Text provided:
***
# Hello



## jlepp06 (Dec 27, 2009)

Hello All:

According to the site it is customary to introduce myself as my first post...


My name is Joel. I'm located in Southeast Michigan.
I've worked in various levels of venues from school gymnasiums, to school auditoiums, to an actual performing arts center. 
Currently I do not hold an actual paying position in this field of work. Mainly I do it for fun and sometimes as freelance work. 

I'm on staff with a community theatre group "Beneath The Trapdoor Productions" where I am called the "Assistant Technical Director" 
They're new and have only produced 2 shows so far. We do 1 show each summer. Feel free to visit their site: Home Page

Anything else you would like to know, send it my way!

Joel.


----------



## DaveySimps (Dec 28, 2009)

Welcome Joel! Thanks for taking the time to register and introduce yourself. You are actually only about 35 miles from me (I am in St.Clair County). Great to have you here. Be sure to check out our CBers from Michigan Social Group. Enjoy CB!
***
Data provided:
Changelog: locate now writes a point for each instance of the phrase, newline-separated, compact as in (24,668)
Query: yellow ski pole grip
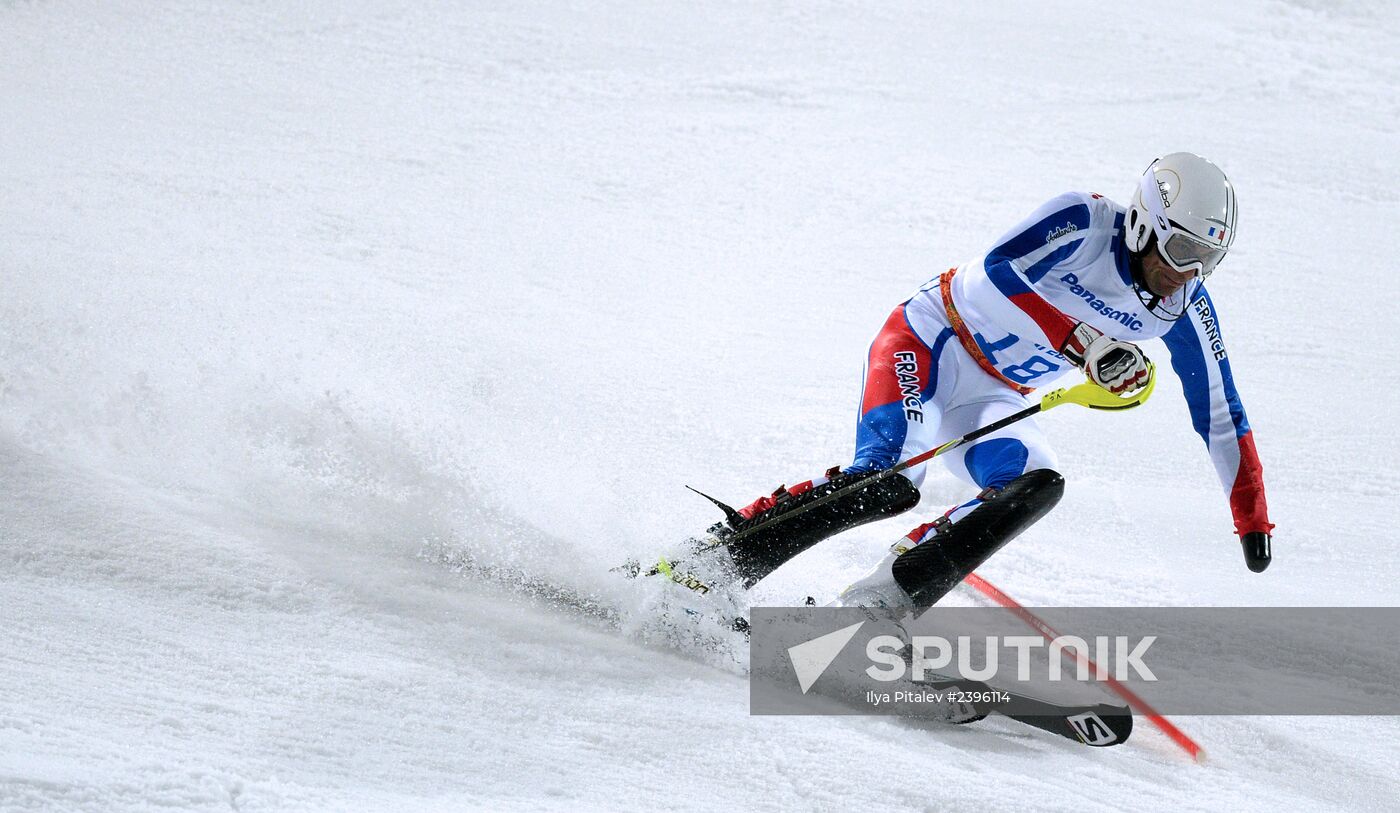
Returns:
(1096,398)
***
Aim of the task:
Can you retype the forum thread word for word, between "Currently I do" and "send it my way!", inclusive? The listing is material separate from the forum thread.

Task solution:
Currently I do not hold an actual paying position in this field of work. Mainly I do it for fun and sometimes as freelance work. 

I'm on staff with a community theatre group "Beneath The Trapdoor Productions" where I am called the "Assistant Technical Director" 
They're new and have only produced 2 shows so far. We do 1 show each summer. Feel free to visit their site: Home Page

Anything else you would like to know, send it my way!